→ **What you need to do**: From the first line to the last, print the listing exactly.

>>>>

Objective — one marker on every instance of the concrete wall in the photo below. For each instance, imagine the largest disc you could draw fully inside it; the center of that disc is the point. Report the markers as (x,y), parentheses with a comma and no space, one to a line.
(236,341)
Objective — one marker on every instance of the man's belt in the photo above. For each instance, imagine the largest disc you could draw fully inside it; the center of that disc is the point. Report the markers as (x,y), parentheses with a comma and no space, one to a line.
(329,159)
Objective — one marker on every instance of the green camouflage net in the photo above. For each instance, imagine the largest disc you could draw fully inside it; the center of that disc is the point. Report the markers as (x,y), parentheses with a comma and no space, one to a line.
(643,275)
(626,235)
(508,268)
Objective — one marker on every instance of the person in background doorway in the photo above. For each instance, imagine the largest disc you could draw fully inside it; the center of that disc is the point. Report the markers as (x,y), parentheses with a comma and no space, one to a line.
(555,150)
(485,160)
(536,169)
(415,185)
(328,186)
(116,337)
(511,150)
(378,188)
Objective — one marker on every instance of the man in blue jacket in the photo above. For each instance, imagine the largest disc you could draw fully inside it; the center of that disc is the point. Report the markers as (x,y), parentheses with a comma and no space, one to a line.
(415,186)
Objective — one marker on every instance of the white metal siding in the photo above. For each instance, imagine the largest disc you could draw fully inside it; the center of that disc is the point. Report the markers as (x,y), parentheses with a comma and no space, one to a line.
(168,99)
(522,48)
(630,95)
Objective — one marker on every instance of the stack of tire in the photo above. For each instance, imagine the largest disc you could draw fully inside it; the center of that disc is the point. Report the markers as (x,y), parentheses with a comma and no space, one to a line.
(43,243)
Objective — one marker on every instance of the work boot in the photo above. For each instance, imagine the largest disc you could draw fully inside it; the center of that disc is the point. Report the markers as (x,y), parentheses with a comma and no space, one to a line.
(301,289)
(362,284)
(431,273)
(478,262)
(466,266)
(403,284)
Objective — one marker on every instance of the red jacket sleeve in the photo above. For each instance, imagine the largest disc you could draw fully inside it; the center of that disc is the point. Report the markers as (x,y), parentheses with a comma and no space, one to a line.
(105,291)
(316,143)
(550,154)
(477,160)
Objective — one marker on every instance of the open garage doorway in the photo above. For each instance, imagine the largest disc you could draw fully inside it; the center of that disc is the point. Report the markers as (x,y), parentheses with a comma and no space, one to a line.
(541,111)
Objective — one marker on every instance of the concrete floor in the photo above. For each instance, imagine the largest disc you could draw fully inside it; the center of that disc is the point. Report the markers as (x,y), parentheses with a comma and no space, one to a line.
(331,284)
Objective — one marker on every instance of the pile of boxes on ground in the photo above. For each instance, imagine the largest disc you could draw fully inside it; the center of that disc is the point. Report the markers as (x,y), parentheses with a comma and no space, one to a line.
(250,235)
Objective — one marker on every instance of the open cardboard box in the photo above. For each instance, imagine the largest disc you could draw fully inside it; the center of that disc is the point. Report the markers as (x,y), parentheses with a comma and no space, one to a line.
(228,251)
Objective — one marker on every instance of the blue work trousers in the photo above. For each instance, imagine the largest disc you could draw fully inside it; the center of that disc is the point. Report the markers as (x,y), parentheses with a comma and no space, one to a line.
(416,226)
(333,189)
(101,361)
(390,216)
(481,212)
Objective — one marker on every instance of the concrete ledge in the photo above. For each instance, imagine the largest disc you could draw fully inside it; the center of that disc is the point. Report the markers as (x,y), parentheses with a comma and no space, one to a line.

<<<<

→ **Exercise output**:
Objective — one marker on every instance of the concrete wall in the photo below. For each instance, imagine the largest disc you could draw fully inside it; the center of that disc is the point. Report the markers as (x,y), parentheses with a comma and no space, one to a line.
(236,341)
Objective — one marker on every instance of the man's belt in the photo above. For each instance, imagine the largest disc you could draw fully inside it; the center of that disc is the point. Report the markers as (x,y), parentheses with a comma and no space, one to a line.
(329,159)
Objective — one marker on every instance of the green camouflage net in the photo above. For each instance, imagine the largest disc you could draw fully inside it; the center of that disc is the point. Report the markers as (x,y), parentheses with a comma and no space, one to a line.
(643,275)
(626,235)
(508,268)
Objective — one marker on every instance of the person in background doorway in the photo above. For each instance, imagine the largest disc you could draw fully inside it; the center of that disc is the point. Report the markers as (x,y), parentheses with a comma and no space, one to a line.
(555,150)
(485,160)
(536,169)
(415,185)
(328,186)
(116,337)
(511,150)
(378,188)
Objective — one marker on every instance of the man in blue jacket in the photo above. For each instance, imagine the largest disc you could draw fully inside it; the center of that disc is the point. Report the markers as (x,y), parentheses with a comma and no space, one to a line.
(415,186)
Objective — one marker on every instance of the white metal siding in the photo above. For each instance, imagine the largest disc you could draw fully inside it; the center of that disc is the point. Report the markers as (x,y), parentheses with a comma and no space, one to a line.
(168,99)
(522,48)
(630,95)
Objective — one marker on every instance of the stack of tire in the photo above. For each instance, imagine the largest disc you could draw fully inside it; the center of that disc is the point. Report the markers as (x,y), parentheses with a comma and no space, one to a line.
(43,243)
Objective — one marker on every instance of the work boot in the photo above. For each instance, imagine the largest disc you could draw fully inside it; the center of that disc is the point. Report the markers as (x,y), parentheses with a comma and no space, one to a line.
(301,289)
(362,284)
(431,273)
(478,262)
(466,266)
(403,284)
Objective — one marker on every instance of the red jacket sleeve in the photo above. For each instance, imagine the largest disc you could draw fully inside it; the center of that disc is the point. Report the markers as (x,y), parentheses with a comma and no space, one to a line.
(105,291)
(316,143)
(550,154)
(477,160)
Objective — one marker on every instance of the open garage doorway in the photo above. For each instance, imagine the largest disc you could draw fully inside it; the center of that disc is the point. Report the markers as (x,y), parentheses with a comma and no space, one to a line.
(541,111)
Objective — one marker on every instance of the concrete floor in the photo above. For each instance, imagine the largest disc you could draw fully inside it; the center of that disc is the point. Report the markers as (x,y), parentheses with a comma and no space, one to a line.
(331,284)
Objective — one marker on every instance of the pile of boxes on ground in the photo above. For each instance, imagine the largest disc you could draw fully inside it; the center of that disc is the point. Report the markers as (x,y), parentheses with a comma and no space, one to a line.
(250,235)
Objective — one marker on every instance of the open cardboard box in the photo above. For each instance, imagine the largest disc you could draw fully inside it; the center of that disc is the point. Report the markers as (x,y), parentheses with a comma and no space, one to a line.
(228,251)
Objective — one marker on every instance of the blue work trousers in the photo above. For each instance, imagine the largest disc you could draw fully inside it; the center of that disc is the point. Report the markers as (x,y), parentheses with a comma and no space, one to a line.
(416,226)
(333,189)
(101,361)
(390,216)
(481,212)
Objective — one marker on every instance of the concrete ledge in the photo above. For each instance, imagine the largest disc you could draw fully inside it; the center of that disc is the point. Report the markers as (x,y), parentheses with a comma and no space, one to a line.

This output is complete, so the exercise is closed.